It was a shoot in west London. I turned up with my suitcase full of garments and gear, meeting the rest of the team for the first time. The model was there with a chaperone. She was from America. She was 15 years old. It wasn’t a provocative shoot; there was no lingerie, risqué poses or sexual implication but this was a womenswear shoot and here was a child modelling in it. I asked her if she’d like a private area to change, she said no. She was confident, professional and harboured an other-worldly type of beauty that I would have dreamed of as an awkward 15 year old. She looked great, the photos looked great, but I didn’t feel great. Dressing up a child and calling it womenswear felt irresponsible.
That wasn’t an unfamiliar feeling. Throughout my career I’ve often felt the weight of irresponsible representation within the fashion industry; I’ve felt uneasy with its standard practices, felt out of step with its ideals. Can you consume the product of, or indeed be a part of, an industry that is in so many ways at odds with your belief system? Do you attempt to change it? Avoid its most disagreeable sectors? Boycott it altogether?
Even if you’re not, as I am, on the industry’s payroll, it’s not an easy one to opt out of. No matter how little you care about trends or fashion week, most of us consume fashion daily. Whether it’s your new dress from Topshop, the latest issue of Grazia or an ad on the side of a bus, it seeps into our everyday lives. Fashion is kind of a forced participation deal.
(If you still insist you do not engage with fashion, I defer here to Miranda Priestly and her ‘Cerulean Blue’ speech. I’m telling you: forced participation.)

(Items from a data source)

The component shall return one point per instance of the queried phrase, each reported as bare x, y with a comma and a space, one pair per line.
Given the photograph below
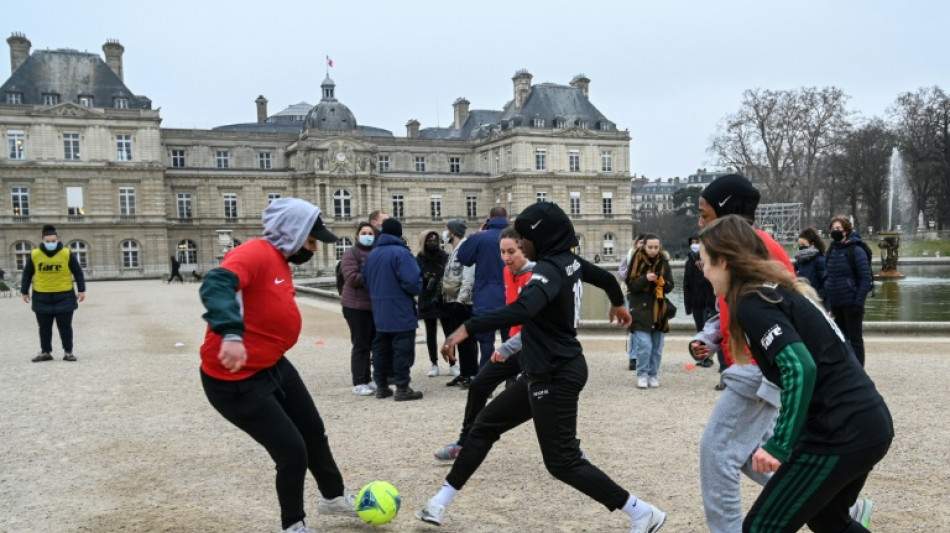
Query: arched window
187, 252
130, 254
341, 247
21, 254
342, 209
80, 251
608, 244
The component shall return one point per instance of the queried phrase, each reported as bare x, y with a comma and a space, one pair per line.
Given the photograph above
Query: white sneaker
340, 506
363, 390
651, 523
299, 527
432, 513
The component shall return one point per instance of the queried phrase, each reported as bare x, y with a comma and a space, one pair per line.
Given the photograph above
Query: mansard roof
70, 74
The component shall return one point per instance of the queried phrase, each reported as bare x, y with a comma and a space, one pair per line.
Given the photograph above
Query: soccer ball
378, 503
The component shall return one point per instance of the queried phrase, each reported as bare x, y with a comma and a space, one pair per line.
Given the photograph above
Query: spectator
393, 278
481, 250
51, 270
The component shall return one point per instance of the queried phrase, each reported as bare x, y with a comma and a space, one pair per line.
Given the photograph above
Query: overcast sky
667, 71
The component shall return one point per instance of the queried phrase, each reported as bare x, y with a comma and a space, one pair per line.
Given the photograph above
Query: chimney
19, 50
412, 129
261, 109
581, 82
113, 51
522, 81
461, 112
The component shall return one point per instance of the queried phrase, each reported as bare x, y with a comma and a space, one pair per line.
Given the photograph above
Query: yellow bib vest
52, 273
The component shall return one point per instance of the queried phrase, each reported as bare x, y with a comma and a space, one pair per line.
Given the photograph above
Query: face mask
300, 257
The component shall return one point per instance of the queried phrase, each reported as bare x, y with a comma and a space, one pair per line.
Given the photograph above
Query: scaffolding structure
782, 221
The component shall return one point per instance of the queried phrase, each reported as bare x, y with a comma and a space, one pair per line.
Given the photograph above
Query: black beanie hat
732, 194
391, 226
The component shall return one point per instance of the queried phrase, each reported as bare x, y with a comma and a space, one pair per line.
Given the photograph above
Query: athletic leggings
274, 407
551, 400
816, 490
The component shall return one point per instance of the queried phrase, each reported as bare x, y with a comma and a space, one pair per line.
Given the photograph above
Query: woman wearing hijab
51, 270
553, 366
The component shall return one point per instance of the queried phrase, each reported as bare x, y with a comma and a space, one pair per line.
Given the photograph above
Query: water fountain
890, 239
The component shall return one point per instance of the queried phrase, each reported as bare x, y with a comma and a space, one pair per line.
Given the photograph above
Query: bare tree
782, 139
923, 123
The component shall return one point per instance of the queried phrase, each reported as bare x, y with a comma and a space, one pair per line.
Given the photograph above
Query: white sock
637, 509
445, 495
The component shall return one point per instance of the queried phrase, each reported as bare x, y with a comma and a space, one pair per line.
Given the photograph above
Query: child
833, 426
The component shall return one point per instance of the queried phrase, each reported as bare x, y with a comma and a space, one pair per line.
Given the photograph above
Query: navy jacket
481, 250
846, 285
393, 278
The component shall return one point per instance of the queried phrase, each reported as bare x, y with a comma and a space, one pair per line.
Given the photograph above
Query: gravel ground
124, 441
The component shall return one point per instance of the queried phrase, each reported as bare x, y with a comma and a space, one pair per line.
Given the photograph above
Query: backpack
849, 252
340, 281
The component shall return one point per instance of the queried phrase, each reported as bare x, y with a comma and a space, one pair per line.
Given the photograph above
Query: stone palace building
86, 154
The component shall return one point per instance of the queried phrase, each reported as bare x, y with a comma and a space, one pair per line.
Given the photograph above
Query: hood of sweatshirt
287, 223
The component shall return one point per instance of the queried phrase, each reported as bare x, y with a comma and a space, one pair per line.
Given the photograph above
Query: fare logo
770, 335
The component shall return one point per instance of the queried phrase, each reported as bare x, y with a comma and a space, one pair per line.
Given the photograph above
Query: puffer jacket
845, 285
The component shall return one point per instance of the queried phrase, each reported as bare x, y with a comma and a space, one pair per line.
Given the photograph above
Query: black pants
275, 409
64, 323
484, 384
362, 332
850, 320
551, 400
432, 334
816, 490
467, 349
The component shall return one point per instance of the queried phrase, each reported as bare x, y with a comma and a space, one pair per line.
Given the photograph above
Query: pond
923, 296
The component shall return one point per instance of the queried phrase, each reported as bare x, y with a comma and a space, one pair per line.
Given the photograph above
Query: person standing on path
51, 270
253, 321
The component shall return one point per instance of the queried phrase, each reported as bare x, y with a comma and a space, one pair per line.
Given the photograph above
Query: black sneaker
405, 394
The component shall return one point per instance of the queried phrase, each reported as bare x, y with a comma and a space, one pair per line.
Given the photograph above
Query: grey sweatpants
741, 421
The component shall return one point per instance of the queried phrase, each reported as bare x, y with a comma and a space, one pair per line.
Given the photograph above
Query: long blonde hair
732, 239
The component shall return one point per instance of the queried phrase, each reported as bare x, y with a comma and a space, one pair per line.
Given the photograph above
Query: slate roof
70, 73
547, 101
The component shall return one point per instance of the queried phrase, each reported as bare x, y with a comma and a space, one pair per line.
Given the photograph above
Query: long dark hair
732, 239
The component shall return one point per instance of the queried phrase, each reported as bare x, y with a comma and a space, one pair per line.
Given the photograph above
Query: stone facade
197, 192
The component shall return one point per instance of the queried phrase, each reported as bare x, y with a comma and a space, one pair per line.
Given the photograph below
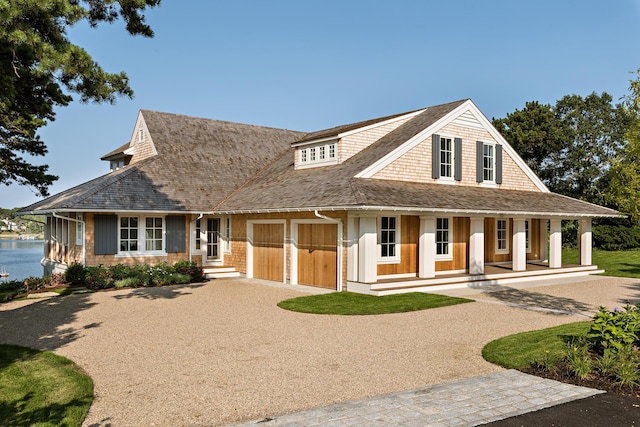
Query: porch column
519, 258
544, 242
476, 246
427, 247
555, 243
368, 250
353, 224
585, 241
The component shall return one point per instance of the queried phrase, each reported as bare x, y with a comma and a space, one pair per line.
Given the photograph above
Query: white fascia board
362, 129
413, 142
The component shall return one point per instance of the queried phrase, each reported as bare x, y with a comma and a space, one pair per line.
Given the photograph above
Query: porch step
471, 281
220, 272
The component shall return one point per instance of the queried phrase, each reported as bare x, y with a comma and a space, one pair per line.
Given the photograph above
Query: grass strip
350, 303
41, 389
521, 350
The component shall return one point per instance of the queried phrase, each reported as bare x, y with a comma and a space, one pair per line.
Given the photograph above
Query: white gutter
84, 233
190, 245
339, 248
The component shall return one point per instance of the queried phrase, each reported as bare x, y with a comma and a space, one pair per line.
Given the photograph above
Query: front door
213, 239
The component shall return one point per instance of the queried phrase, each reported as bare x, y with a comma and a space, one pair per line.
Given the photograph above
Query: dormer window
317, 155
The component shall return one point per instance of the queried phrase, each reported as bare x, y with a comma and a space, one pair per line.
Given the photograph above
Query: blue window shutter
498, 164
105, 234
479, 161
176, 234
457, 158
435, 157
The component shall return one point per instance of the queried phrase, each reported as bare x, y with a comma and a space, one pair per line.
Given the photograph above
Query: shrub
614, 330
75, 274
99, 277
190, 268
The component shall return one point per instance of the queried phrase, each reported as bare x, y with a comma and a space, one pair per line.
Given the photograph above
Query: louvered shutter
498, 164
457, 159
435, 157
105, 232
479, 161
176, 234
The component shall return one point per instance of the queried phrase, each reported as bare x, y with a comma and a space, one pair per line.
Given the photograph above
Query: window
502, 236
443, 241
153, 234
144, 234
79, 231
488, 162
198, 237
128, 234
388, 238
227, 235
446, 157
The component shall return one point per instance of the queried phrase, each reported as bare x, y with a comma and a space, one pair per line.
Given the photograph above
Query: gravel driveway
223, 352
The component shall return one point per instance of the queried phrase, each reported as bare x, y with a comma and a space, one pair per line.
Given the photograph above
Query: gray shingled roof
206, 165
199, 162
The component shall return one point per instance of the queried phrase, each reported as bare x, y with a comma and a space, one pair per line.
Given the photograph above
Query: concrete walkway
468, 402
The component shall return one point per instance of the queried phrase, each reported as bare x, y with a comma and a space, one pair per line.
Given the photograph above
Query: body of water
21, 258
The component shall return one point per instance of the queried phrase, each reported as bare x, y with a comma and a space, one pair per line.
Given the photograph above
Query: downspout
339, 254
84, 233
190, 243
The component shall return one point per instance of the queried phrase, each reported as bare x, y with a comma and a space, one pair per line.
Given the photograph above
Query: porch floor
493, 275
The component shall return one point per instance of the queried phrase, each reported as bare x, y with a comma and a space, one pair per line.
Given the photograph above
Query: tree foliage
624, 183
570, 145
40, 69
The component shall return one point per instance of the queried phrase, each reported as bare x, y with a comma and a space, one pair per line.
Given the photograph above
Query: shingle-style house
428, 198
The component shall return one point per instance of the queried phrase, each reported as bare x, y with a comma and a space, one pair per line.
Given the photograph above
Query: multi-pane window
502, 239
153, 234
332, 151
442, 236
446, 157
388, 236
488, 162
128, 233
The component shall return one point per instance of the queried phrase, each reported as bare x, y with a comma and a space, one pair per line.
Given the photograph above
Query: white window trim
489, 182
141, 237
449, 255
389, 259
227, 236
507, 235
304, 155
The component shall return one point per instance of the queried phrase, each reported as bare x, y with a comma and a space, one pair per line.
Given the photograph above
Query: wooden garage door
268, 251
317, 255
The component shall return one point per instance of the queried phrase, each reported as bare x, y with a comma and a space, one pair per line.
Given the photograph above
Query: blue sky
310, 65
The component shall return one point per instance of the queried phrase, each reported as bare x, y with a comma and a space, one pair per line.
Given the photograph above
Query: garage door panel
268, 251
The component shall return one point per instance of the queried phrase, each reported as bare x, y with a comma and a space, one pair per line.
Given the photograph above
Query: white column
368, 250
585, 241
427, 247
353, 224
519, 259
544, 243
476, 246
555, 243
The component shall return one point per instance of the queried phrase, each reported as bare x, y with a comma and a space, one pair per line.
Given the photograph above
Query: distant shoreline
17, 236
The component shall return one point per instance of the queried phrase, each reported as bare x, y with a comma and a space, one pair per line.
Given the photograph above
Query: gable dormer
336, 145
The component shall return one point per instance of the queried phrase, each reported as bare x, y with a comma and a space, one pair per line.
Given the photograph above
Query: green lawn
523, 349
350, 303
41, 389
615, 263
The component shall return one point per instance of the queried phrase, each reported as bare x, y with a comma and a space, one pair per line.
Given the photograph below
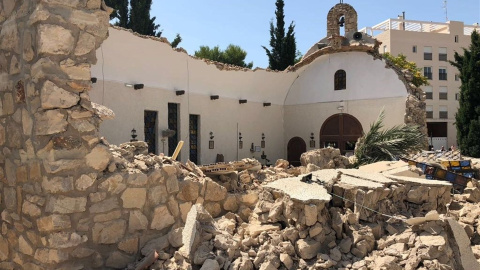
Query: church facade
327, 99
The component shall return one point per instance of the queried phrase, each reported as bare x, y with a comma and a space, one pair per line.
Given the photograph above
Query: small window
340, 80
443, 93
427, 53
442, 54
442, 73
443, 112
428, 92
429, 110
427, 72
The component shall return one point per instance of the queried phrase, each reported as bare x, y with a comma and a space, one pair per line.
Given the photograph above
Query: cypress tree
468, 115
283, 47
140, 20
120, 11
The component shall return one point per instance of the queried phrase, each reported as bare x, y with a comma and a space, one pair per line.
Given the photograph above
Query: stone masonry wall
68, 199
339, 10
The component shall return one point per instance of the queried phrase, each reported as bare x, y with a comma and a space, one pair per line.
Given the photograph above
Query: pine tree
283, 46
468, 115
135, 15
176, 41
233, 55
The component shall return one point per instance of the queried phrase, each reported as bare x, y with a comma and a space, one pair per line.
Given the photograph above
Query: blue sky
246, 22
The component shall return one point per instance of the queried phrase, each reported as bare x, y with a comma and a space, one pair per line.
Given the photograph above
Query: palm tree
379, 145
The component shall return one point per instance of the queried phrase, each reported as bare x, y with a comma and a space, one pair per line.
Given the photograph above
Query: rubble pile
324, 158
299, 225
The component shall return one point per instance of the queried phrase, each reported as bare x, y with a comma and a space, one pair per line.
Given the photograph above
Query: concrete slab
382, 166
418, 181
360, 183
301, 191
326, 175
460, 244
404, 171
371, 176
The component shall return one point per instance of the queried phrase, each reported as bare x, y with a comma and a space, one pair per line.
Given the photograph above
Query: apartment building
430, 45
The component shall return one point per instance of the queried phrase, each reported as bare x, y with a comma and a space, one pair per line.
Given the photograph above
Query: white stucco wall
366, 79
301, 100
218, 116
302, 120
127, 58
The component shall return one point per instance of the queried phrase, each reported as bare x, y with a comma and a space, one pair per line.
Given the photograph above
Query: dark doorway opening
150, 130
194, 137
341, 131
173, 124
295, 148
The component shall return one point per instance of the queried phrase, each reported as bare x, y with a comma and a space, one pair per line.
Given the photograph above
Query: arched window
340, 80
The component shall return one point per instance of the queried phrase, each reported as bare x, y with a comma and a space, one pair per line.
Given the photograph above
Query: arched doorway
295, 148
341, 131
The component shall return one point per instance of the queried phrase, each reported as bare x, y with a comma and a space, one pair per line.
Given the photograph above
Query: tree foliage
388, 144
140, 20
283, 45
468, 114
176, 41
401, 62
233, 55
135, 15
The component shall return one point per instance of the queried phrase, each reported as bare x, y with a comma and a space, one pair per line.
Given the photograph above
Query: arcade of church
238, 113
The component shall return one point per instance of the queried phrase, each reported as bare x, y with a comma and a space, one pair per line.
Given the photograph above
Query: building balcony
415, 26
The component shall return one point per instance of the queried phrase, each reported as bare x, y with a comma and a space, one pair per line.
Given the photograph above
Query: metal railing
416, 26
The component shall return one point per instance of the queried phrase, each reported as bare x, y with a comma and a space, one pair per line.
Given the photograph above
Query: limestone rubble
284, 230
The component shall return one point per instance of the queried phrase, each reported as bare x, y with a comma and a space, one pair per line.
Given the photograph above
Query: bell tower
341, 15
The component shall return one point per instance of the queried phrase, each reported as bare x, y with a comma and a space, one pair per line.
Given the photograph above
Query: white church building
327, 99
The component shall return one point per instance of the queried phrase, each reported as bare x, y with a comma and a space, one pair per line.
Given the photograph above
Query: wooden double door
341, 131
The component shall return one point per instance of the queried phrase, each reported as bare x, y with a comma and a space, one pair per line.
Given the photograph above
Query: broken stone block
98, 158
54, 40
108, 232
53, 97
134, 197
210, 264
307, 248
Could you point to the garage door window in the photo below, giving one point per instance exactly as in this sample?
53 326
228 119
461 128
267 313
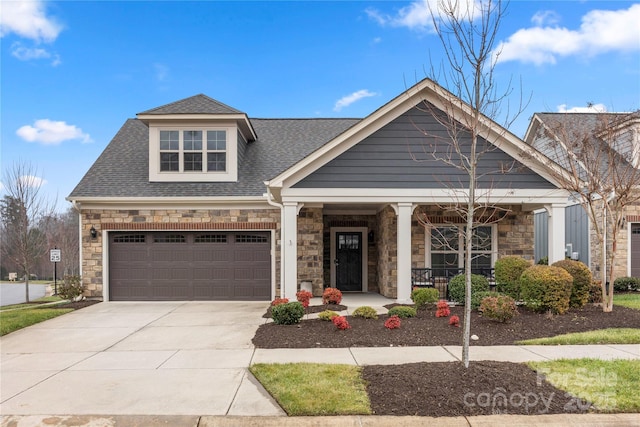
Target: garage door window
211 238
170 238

* Problem to solve *
Answer these questions about the passage on the fashion industry:
1. How old was the model at the west London shoot?
2. Which magazine does the passage name as one way fashion seeps into everyday life?
3. Whose speech does the writer defer to for anyone who insists they do not engage with fashion?

* Exercise answer *
1. She was 15 years old.
2. Grazia.
3. Miranda Priestly's 'Cerulean Blue' speech.